#### THE INPUT:
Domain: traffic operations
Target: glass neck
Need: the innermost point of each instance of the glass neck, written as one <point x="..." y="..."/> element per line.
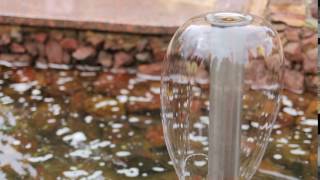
<point x="256" y="7"/>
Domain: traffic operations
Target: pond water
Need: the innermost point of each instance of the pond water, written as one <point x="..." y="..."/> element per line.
<point x="69" y="124"/>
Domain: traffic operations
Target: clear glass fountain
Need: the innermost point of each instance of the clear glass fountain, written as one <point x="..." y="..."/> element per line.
<point x="220" y="95"/>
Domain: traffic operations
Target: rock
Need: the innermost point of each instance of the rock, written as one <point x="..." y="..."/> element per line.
<point x="16" y="34"/>
<point x="8" y="57"/>
<point x="5" y="39"/>
<point x="307" y="32"/>
<point x="310" y="42"/>
<point x="69" y="43"/>
<point x="54" y="52"/>
<point x="312" y="83"/>
<point x="257" y="75"/>
<point x="17" y="48"/>
<point x="143" y="57"/>
<point x="66" y="58"/>
<point x="95" y="39"/>
<point x="310" y="61"/>
<point x="32" y="48"/>
<point x="105" y="59"/>
<point x="122" y="59"/>
<point x="293" y="34"/>
<point x="56" y="35"/>
<point x="142" y="44"/>
<point x="113" y="42"/>
<point x="83" y="53"/>
<point x="158" y="47"/>
<point x="41" y="50"/>
<point x="293" y="51"/>
<point x="150" y="69"/>
<point x="40" y="37"/>
<point x="25" y="58"/>
<point x="293" y="81"/>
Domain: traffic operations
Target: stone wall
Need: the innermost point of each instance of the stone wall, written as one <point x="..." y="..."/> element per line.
<point x="88" y="50"/>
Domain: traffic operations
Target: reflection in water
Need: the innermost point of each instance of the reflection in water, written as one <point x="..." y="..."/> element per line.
<point x="107" y="126"/>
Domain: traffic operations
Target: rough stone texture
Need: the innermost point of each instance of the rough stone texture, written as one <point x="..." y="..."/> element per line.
<point x="105" y="59"/>
<point x="69" y="43"/>
<point x="146" y="52"/>
<point x="83" y="53"/>
<point x="54" y="52"/>
<point x="122" y="59"/>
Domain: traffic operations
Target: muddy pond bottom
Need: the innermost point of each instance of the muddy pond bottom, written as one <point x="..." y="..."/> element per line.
<point x="69" y="124"/>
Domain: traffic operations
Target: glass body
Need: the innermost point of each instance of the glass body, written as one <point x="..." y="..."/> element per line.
<point x="220" y="95"/>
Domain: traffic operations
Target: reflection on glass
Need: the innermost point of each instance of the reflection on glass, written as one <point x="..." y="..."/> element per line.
<point x="220" y="95"/>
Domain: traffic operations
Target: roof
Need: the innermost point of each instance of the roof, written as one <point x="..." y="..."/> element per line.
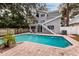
<point x="74" y="20"/>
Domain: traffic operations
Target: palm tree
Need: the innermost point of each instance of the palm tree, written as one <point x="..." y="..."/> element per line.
<point x="66" y="10"/>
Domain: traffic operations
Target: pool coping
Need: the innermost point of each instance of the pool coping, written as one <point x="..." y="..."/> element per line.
<point x="72" y="41"/>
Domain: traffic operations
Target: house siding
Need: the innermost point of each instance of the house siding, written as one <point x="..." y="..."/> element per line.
<point x="56" y="23"/>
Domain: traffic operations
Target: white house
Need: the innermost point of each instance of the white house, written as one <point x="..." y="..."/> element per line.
<point x="74" y="22"/>
<point x="73" y="27"/>
<point x="47" y="22"/>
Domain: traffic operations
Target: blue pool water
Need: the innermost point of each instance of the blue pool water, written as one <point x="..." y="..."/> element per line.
<point x="57" y="41"/>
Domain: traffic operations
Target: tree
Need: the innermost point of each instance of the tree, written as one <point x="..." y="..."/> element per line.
<point x="66" y="10"/>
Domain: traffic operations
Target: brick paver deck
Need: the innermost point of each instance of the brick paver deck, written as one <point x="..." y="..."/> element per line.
<point x="34" y="49"/>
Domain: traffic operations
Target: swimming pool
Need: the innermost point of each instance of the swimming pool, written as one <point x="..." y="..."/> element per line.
<point x="57" y="41"/>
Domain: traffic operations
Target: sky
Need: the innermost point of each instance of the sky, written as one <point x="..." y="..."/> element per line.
<point x="52" y="6"/>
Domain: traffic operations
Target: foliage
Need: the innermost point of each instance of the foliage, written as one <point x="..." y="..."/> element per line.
<point x="17" y="15"/>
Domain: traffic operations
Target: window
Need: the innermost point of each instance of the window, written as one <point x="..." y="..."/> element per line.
<point x="51" y="27"/>
<point x="42" y="15"/>
<point x="37" y="15"/>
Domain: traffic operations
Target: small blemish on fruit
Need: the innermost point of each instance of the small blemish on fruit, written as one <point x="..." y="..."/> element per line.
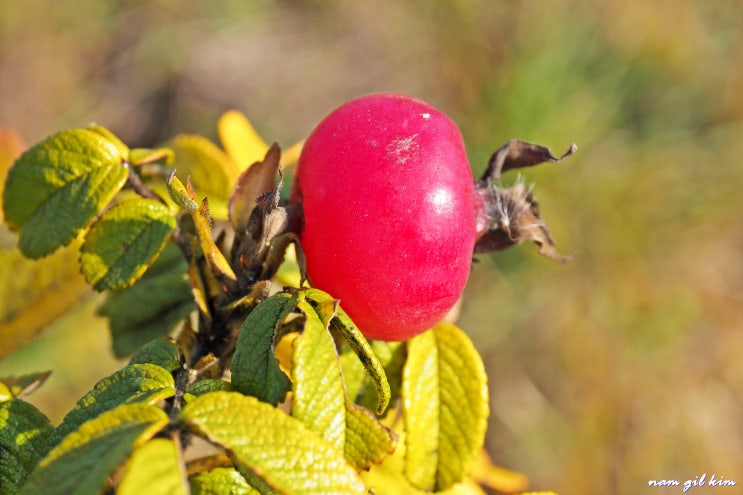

#### DIRECTIONS:
Count the lines above that contain the word "palm". Give only that number.

#### RESULT BELOW:
2